■ **Objective**: Pick out every line in the rows below that contains the string "stripe", matching case exactly, and copy each one in full.

======== Materials provided ========

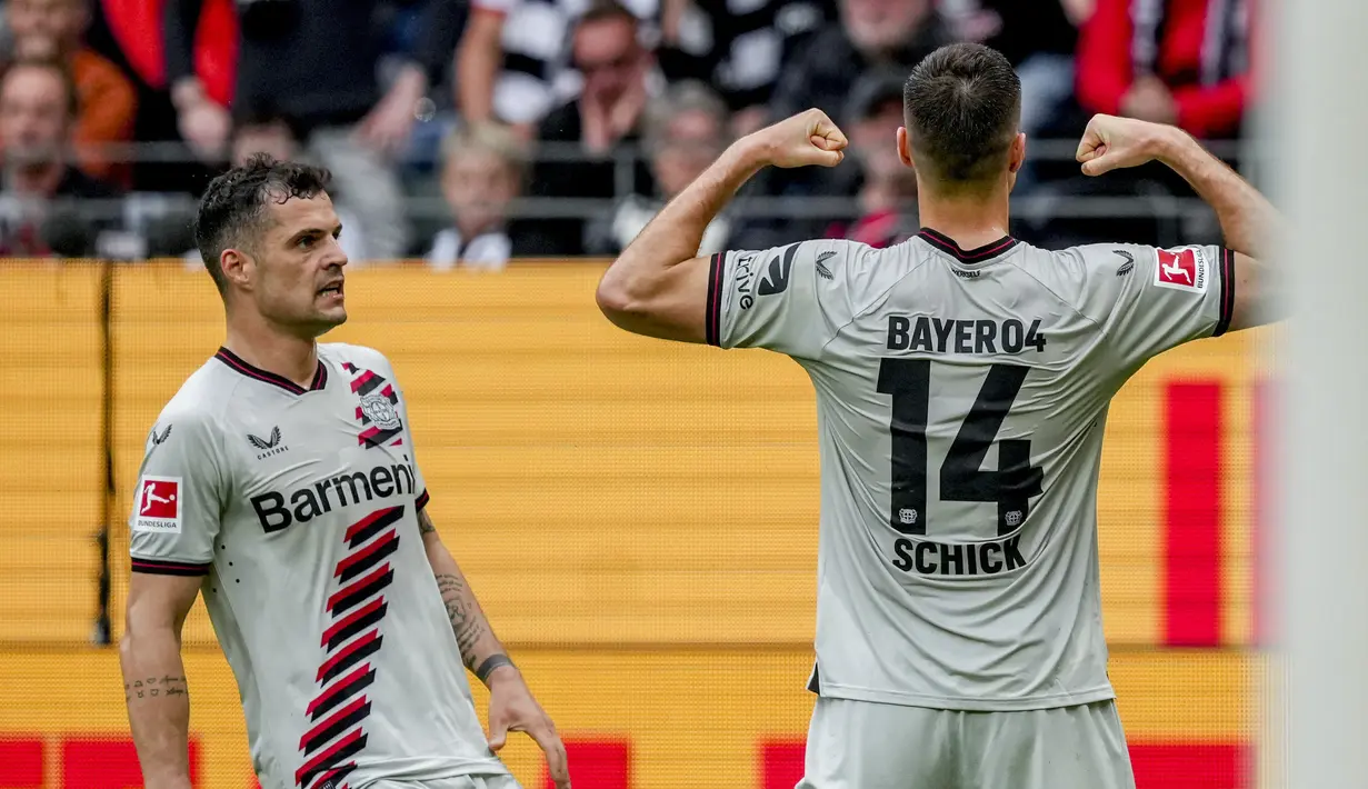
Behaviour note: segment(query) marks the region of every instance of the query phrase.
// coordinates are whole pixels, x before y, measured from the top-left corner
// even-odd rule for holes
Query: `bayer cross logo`
[[[382,429],[393,431],[402,427],[399,414],[394,410],[394,403],[384,395],[372,394],[363,397],[361,413]]]

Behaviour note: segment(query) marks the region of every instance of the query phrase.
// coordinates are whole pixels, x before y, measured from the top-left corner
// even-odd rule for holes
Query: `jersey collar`
[[[319,360],[319,369],[313,372],[313,380],[309,383],[309,388],[304,388],[293,380],[285,377],[283,375],[276,375],[269,371],[264,371],[259,366],[250,365],[242,360],[238,354],[233,353],[226,347],[220,347],[219,353],[213,354],[213,358],[222,361],[223,364],[233,368],[234,372],[242,373],[248,377],[256,379],[261,383],[268,383],[271,386],[278,386],[290,394],[304,394],[308,391],[317,391],[328,384],[328,368]]]
[[[955,243],[955,239],[945,234],[936,232],[929,227],[923,227],[922,231],[917,234],[917,238],[921,238],[945,254],[953,256],[955,260],[960,263],[984,263],[1005,253],[1018,243],[1015,238],[1004,235],[995,242],[985,243],[984,246],[960,249],[959,245]]]

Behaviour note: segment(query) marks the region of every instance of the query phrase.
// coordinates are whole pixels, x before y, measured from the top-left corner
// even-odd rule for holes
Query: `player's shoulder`
[[[220,429],[237,384],[237,375],[216,358],[208,360],[161,406],[149,433],[156,436],[175,431],[182,436],[208,439]],[[161,440],[166,440],[164,435]]]
[[[1155,250],[1140,243],[1083,243],[1064,249],[1022,245],[1015,263],[1051,290],[1070,298],[1096,290],[1118,290],[1127,284]]]
[[[342,366],[353,375],[361,371],[371,371],[386,377],[394,377],[394,365],[390,362],[390,358],[365,345],[321,342],[319,343],[319,358],[335,366]],[[347,365],[356,369],[349,369]]]

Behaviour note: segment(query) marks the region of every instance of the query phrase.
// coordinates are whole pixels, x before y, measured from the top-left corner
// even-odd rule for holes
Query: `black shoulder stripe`
[[[718,252],[707,267],[707,302],[703,306],[703,336],[707,345],[722,345],[722,265],[726,253]]]
[[[133,558],[134,573],[148,573],[152,576],[208,576],[209,565],[196,565],[193,562],[171,562],[166,559]]]
[[[1220,248],[1220,316],[1216,319],[1216,328],[1211,336],[1220,336],[1230,328],[1230,319],[1235,315],[1235,253],[1224,246]]]

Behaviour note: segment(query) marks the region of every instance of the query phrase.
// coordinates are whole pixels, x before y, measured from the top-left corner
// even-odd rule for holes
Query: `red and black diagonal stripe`
[[[394,583],[386,561],[399,546],[397,524],[405,507],[369,513],[343,533],[347,552],[332,572],[338,589],[328,598],[332,622],[321,633],[323,662],[315,681],[319,695],[305,710],[309,729],[300,736],[304,764],[294,773],[297,786],[346,789],[342,779],[356,770],[352,759],[365,748],[365,719],[375,684],[368,662],[384,645],[380,626],[390,604],[382,593]]]

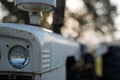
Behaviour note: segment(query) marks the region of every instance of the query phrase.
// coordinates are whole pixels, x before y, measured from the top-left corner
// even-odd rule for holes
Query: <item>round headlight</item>
[[[9,52],[10,64],[18,69],[24,68],[29,62],[29,53],[22,46],[15,46]]]

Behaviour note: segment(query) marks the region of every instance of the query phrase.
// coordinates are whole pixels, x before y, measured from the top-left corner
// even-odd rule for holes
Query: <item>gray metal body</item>
[[[26,48],[29,63],[16,69],[8,61],[9,50],[16,45]],[[29,47],[28,47],[29,46]],[[66,80],[66,60],[80,58],[78,43],[39,27],[23,24],[0,24],[0,74],[30,73],[33,80]]]

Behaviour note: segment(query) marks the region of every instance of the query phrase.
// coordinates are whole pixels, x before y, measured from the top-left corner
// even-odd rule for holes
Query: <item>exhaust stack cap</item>
[[[56,0],[15,0],[15,6],[28,12],[47,12],[56,7]]]

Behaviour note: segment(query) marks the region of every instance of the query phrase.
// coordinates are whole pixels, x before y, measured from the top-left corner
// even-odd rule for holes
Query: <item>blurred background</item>
[[[57,11],[42,13],[40,27],[53,30],[94,50],[103,42],[119,41],[119,0],[58,0],[58,5],[60,7],[58,6]],[[29,24],[28,12],[14,7],[14,0],[0,0],[0,23]],[[119,42],[116,44],[119,44]],[[89,54],[83,55],[83,60],[88,61],[85,64],[87,69],[83,69],[85,67],[82,64],[83,60],[81,60],[78,63],[79,69],[77,71],[80,70],[80,75],[84,77],[89,75],[92,78],[88,76],[87,79],[82,80],[96,80],[96,74],[94,76],[95,66],[97,76],[105,76],[100,80],[120,80],[119,53],[120,47],[109,46],[108,52],[102,55],[102,58],[99,56],[95,60]],[[76,77],[80,77],[80,75],[76,75]]]

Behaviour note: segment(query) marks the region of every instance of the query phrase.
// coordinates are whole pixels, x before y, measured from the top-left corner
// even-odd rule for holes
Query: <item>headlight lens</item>
[[[15,68],[24,68],[29,62],[29,53],[22,46],[15,46],[9,52],[9,62]]]

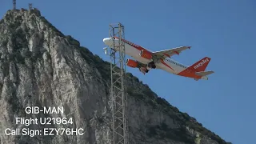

========

■ **The answer**:
Query: `black shoulder stripe`
Query: `red and black diagonal stripe`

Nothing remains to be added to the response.